What you will do: Which of the lines below include the word "fence"? Pull each one out.

Material for the task:

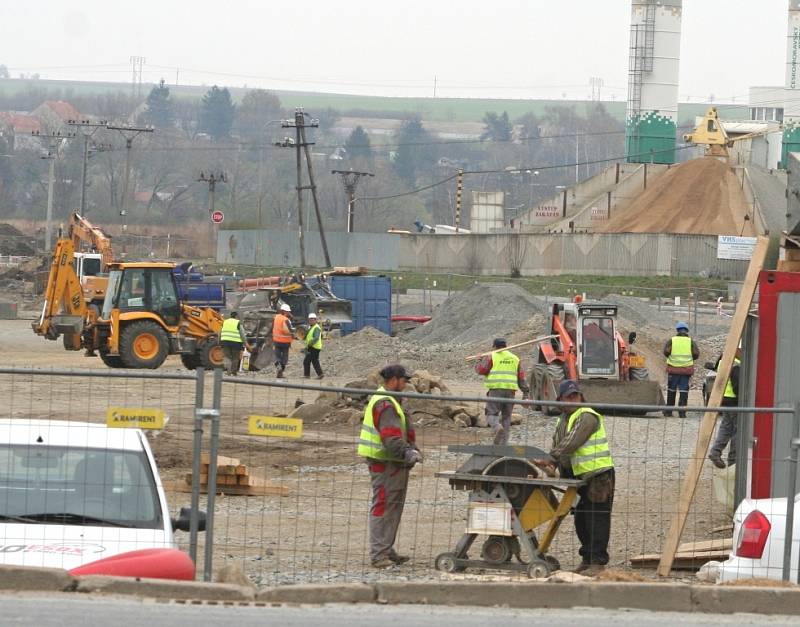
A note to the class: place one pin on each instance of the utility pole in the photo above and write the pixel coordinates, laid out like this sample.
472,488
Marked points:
54,148
129,133
300,143
86,128
350,180
212,178
136,82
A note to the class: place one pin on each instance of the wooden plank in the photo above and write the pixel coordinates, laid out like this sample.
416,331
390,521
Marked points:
261,490
205,458
706,430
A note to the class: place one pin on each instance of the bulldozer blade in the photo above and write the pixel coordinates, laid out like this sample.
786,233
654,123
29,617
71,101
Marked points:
624,392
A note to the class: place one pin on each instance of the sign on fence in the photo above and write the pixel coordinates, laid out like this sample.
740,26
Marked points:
135,417
270,426
732,247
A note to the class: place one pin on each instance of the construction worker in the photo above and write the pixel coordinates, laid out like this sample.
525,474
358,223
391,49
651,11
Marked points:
580,450
387,441
504,376
726,432
233,339
681,352
282,335
313,347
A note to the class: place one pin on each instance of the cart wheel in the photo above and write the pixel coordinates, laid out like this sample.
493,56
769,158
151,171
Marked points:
497,550
552,563
446,562
538,569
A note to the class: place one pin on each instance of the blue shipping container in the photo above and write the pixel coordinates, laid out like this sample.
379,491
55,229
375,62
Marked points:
372,301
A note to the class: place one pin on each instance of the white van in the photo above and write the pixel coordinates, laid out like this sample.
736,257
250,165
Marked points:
86,498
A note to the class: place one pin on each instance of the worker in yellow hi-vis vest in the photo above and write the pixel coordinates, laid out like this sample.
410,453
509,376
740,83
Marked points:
681,352
580,450
504,376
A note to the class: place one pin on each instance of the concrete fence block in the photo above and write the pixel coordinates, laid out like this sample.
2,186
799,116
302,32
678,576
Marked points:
34,578
319,594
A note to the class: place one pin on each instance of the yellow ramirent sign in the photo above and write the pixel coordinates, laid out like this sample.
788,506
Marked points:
270,426
135,417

Task response:
A note to the class: place one pin on each instance of the sign on fence in the photo above and write the pixel coordinates, laid out like this sample.
A note to the class: place one pin on each instance of the concrete fence block in the photo above and write the pixel coordinates, laid out like this sample.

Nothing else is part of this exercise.